**Material to process**.

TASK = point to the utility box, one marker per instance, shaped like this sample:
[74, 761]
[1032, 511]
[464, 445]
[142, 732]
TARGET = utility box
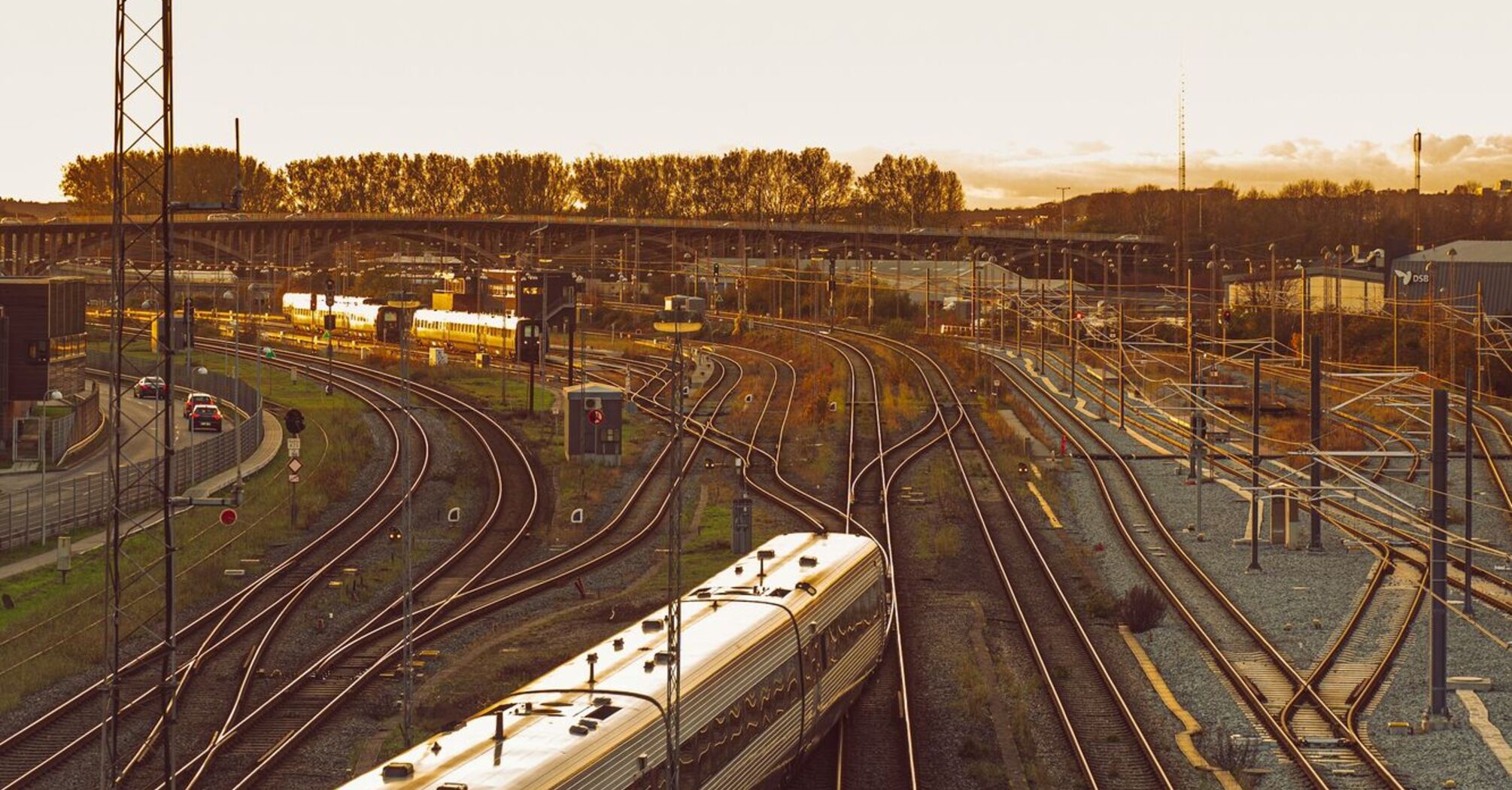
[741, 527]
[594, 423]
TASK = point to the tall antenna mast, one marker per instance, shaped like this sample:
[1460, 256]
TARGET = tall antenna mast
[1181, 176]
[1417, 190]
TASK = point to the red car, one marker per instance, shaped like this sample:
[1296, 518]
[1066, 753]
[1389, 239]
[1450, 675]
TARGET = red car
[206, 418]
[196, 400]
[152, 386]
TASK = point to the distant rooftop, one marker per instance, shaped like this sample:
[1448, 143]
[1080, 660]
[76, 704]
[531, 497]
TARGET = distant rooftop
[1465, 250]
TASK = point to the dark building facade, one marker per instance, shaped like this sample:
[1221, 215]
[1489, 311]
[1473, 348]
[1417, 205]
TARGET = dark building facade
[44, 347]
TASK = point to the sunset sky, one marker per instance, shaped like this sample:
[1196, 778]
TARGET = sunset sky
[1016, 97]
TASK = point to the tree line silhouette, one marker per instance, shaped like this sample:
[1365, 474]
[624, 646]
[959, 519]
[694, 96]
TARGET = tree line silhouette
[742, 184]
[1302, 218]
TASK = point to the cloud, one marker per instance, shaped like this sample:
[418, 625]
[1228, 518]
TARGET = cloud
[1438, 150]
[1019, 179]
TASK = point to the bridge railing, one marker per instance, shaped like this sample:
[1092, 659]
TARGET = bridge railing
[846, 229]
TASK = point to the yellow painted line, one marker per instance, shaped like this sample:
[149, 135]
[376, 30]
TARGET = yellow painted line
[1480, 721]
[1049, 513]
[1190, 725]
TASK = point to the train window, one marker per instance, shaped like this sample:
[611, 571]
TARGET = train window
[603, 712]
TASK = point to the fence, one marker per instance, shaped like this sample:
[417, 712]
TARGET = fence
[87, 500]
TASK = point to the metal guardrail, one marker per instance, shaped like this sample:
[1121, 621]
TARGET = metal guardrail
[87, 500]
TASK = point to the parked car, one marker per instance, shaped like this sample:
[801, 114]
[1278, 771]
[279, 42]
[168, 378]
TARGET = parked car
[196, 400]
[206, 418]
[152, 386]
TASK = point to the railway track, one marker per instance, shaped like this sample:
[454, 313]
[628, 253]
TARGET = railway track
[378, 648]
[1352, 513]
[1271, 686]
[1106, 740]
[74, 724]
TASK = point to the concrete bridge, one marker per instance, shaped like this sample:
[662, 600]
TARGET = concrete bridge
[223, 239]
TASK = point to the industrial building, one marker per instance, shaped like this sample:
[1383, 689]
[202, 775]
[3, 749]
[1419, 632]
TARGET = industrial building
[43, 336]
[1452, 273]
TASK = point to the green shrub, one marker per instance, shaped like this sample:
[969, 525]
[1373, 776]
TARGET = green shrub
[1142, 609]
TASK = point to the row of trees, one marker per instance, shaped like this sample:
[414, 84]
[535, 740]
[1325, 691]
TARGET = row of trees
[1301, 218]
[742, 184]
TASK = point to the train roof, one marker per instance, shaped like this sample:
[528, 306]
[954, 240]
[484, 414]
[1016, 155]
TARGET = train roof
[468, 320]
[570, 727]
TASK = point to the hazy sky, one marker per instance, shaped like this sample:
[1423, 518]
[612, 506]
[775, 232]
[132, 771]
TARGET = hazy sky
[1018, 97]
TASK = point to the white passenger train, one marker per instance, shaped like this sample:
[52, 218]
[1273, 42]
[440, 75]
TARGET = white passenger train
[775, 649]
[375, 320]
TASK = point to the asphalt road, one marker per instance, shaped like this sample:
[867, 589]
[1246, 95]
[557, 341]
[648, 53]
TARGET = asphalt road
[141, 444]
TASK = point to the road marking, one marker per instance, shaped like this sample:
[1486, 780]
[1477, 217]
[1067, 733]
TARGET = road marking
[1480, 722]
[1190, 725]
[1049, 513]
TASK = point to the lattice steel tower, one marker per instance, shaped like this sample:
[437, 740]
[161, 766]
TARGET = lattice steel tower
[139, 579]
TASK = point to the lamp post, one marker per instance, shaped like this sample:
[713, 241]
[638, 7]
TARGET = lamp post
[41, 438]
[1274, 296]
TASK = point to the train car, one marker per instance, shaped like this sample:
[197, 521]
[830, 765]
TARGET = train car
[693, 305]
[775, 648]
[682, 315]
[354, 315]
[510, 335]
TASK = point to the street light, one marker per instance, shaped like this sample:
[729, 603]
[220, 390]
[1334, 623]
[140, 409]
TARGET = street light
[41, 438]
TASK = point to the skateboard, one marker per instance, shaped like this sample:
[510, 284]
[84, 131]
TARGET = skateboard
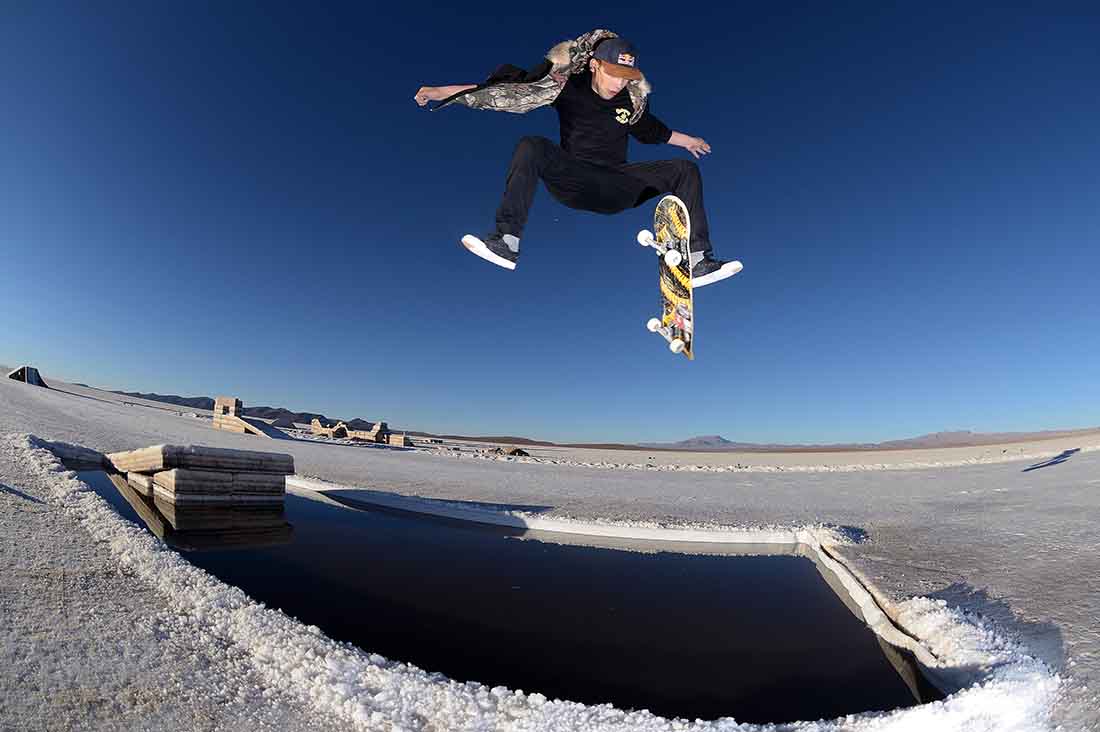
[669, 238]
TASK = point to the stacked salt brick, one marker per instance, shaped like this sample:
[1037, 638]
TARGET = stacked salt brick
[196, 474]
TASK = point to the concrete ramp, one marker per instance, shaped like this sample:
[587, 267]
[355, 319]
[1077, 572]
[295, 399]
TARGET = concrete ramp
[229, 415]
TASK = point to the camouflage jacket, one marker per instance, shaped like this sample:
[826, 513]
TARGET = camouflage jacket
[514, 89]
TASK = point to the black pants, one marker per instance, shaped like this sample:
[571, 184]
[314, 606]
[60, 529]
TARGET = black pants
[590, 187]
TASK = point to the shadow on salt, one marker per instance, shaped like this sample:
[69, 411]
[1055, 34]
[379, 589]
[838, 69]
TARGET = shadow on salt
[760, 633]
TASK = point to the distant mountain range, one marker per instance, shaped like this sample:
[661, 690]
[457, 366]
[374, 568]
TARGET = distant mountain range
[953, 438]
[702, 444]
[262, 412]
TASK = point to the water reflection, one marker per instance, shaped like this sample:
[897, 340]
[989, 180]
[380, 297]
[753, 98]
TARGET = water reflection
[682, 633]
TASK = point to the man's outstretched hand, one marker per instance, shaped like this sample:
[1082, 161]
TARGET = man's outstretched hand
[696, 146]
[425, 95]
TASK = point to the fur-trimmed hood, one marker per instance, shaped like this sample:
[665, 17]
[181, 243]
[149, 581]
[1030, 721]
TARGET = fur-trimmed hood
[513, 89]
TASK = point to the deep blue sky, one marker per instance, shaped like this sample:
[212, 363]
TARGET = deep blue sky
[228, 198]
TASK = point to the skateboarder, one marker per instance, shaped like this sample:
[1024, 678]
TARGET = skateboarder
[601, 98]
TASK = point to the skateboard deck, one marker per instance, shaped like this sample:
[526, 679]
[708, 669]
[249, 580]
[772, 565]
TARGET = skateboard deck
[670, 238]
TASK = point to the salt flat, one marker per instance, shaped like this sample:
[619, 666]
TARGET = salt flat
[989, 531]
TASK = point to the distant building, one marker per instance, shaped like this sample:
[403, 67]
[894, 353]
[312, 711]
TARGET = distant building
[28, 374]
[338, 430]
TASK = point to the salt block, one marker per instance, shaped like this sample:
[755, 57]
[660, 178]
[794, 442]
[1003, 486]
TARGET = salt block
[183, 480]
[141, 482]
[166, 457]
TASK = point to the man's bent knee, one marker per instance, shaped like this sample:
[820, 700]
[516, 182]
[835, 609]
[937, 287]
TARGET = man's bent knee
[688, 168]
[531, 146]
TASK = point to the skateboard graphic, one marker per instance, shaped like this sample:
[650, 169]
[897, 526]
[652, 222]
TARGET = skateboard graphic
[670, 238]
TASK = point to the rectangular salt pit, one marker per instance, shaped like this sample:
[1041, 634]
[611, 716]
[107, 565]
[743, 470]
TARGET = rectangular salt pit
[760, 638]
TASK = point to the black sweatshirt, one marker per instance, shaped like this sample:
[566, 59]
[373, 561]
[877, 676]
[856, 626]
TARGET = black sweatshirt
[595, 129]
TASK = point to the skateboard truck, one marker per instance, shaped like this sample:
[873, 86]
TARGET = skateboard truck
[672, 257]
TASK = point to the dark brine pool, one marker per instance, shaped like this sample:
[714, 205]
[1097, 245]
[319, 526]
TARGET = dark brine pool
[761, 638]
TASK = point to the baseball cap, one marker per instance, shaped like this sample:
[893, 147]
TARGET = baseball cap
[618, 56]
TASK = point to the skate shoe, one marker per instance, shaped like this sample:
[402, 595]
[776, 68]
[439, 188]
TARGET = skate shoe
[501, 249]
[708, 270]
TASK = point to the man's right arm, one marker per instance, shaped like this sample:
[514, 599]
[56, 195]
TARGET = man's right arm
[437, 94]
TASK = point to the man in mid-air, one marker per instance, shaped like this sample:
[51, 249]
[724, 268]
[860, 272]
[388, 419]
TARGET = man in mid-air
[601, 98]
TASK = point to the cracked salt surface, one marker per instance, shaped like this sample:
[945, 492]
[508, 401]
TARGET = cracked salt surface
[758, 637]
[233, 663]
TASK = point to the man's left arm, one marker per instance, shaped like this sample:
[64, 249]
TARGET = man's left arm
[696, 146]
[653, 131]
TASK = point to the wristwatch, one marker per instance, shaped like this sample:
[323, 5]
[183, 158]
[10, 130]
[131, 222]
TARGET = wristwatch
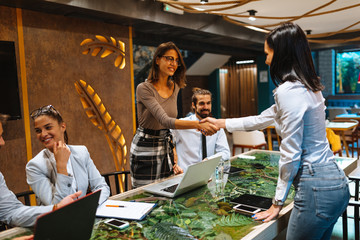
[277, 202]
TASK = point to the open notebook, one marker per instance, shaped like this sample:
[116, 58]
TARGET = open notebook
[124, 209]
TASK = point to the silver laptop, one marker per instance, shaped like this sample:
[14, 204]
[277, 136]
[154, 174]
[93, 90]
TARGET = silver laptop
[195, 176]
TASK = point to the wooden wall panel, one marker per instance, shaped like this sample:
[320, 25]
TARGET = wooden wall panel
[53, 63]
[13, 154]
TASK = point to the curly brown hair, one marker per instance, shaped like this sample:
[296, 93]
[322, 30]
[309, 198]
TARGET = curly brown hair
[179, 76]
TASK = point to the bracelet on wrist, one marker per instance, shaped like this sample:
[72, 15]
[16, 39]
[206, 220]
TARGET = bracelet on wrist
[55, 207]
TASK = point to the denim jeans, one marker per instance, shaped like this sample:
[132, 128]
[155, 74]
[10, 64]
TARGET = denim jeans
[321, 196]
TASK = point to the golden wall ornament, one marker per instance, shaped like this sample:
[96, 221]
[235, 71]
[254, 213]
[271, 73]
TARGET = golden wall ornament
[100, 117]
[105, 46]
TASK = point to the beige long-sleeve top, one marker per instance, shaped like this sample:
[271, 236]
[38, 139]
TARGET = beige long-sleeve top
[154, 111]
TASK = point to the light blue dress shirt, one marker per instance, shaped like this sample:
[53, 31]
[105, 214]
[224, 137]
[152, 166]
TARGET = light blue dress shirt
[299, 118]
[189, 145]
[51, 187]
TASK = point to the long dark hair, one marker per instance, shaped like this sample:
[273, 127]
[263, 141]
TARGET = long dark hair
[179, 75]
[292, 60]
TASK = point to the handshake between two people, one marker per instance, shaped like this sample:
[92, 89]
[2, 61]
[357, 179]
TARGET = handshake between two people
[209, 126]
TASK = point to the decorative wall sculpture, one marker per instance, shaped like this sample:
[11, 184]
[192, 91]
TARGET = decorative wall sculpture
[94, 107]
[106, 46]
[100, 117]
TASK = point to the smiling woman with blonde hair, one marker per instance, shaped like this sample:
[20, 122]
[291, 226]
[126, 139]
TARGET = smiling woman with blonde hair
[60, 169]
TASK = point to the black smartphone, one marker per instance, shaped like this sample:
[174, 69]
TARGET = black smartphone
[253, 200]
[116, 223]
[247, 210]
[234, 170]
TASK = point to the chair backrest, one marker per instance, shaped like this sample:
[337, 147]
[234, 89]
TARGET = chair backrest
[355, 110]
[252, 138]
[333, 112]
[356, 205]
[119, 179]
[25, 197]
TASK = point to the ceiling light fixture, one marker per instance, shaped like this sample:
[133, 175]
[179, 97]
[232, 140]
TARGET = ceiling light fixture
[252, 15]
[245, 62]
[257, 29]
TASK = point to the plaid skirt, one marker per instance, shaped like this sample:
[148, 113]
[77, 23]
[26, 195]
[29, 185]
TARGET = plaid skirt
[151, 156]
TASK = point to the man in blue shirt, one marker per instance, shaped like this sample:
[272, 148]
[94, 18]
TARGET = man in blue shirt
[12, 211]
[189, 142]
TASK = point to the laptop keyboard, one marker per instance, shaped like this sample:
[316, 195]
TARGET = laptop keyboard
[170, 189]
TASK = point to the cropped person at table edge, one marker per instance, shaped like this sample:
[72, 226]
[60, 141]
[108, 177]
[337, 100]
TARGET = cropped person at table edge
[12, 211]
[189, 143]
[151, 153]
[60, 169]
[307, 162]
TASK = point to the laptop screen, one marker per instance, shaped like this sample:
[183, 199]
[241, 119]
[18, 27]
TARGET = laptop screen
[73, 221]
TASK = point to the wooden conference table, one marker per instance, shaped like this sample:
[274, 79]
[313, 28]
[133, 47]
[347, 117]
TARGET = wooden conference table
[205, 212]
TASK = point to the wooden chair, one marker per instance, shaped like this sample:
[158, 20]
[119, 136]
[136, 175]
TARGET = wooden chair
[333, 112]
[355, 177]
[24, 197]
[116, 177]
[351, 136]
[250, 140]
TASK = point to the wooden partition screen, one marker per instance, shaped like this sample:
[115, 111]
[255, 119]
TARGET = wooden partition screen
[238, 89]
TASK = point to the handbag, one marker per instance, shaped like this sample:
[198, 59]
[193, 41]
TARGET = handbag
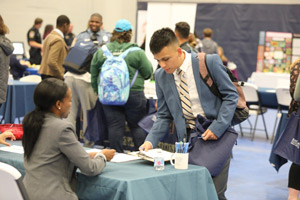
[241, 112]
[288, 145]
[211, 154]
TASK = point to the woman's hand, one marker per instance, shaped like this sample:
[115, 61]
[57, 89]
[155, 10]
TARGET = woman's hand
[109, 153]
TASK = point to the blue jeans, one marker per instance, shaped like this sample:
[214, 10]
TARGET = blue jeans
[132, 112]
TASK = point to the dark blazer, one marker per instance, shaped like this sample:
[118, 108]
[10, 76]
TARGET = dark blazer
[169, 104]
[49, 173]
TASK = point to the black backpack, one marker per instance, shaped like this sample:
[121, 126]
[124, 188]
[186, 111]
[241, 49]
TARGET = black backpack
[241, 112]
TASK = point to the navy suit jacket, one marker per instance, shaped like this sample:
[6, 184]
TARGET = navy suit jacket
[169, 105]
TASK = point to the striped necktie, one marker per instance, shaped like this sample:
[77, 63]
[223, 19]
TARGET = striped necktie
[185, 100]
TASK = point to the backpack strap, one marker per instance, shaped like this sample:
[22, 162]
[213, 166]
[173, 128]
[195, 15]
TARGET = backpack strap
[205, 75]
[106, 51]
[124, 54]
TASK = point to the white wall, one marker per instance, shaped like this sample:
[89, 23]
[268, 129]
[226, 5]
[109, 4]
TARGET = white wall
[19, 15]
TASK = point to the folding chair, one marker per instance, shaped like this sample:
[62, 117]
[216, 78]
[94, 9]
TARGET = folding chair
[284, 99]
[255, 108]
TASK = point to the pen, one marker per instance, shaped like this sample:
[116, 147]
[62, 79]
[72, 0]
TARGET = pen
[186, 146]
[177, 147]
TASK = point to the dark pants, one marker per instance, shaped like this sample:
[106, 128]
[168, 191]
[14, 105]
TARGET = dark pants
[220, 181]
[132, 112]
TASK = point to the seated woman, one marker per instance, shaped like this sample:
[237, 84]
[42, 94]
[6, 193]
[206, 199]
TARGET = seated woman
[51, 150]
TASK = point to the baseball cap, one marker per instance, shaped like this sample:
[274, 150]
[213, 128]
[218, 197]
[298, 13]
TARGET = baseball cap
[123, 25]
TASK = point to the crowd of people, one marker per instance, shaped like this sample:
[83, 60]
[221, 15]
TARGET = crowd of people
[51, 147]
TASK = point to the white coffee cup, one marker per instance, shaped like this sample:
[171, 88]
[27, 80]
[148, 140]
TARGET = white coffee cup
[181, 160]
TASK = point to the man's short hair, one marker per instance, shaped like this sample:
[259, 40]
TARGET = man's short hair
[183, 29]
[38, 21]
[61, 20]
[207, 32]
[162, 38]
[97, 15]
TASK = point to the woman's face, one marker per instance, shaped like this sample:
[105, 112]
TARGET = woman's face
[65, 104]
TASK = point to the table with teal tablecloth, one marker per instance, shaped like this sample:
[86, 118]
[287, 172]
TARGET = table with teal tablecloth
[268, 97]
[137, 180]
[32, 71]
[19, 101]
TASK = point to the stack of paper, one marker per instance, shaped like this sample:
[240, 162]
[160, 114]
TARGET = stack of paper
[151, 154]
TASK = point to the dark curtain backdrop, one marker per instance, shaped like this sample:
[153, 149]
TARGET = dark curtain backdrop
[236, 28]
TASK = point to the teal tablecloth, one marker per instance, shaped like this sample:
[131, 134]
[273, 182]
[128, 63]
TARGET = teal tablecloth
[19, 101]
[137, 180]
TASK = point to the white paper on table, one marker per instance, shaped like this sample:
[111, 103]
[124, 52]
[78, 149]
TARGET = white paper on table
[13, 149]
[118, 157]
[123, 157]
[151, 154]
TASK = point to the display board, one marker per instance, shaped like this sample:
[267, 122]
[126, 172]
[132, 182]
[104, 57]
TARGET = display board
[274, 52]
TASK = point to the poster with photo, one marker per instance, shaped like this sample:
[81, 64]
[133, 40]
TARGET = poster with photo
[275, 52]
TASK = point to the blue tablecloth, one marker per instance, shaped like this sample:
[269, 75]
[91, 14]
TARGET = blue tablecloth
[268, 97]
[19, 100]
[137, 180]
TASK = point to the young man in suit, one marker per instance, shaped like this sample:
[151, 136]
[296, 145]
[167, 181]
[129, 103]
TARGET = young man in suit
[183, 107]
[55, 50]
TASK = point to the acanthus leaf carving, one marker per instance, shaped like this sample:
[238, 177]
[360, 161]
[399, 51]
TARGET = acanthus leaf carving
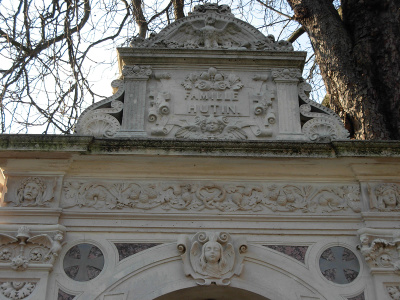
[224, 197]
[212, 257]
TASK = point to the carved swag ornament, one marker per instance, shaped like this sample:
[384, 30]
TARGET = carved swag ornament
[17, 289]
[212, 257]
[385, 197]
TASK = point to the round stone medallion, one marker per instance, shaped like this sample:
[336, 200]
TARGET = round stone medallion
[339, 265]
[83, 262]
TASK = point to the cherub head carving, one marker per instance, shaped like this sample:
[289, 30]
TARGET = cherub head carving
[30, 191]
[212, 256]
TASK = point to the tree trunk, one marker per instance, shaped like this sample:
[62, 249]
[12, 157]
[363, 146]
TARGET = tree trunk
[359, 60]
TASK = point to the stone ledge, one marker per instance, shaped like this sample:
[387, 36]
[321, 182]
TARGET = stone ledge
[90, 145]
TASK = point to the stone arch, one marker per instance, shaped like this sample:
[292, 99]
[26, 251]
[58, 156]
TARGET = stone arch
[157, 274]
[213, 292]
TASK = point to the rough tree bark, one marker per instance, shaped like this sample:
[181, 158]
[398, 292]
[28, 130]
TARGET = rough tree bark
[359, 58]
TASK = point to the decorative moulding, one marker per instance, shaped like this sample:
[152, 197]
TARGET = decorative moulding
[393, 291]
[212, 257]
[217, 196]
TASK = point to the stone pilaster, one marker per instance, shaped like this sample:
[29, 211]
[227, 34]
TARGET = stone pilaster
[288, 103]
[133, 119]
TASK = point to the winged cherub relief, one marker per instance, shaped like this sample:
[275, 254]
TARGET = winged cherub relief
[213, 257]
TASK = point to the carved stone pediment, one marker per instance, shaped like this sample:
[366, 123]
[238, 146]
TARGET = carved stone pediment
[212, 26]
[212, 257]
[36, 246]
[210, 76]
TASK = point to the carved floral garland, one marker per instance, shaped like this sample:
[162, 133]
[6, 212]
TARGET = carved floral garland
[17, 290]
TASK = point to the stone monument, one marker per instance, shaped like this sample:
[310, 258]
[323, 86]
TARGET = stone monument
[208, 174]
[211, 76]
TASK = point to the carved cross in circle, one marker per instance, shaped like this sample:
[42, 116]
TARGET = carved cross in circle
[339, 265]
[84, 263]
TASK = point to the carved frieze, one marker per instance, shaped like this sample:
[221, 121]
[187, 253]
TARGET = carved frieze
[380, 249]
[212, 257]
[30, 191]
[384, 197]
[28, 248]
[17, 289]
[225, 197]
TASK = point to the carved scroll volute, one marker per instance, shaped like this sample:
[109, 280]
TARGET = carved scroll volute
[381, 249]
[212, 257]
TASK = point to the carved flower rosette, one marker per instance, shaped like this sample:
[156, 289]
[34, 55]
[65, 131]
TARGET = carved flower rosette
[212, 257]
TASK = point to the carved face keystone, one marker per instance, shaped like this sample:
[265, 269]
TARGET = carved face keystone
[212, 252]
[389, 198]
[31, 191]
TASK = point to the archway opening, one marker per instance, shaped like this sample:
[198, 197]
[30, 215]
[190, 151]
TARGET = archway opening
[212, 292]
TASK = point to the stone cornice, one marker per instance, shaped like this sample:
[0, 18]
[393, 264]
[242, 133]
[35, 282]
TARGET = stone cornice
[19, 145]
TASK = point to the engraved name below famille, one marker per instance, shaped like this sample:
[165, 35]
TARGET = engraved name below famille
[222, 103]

**Your goal**.
Return the span of lines in the data above that opens at the line with "TARGET = fur-trimmed hood" and closes at the line with "TASK = point to the salt flat, one", exactly, ends included, nothing else.

**Exercise answer**.
TARGET = fur-trimmed hood
[513, 89]
TASK = point to the deep blue sky, one marker per instance, shaped like this sample:
[212, 363]
TARGET = deep blue sky
[228, 198]
TASK = point to the skateboarder, one marker per instance, shaped like this sample:
[1024, 678]
TARGET = skateboarder
[601, 98]
TASK = point to the skateboard deck, one marker per instance, shaped like this sample:
[526, 679]
[708, 669]
[249, 580]
[772, 565]
TARGET = skateboard deck
[670, 238]
TASK = point to the salt flat, one marker per instance, shaped like this sample:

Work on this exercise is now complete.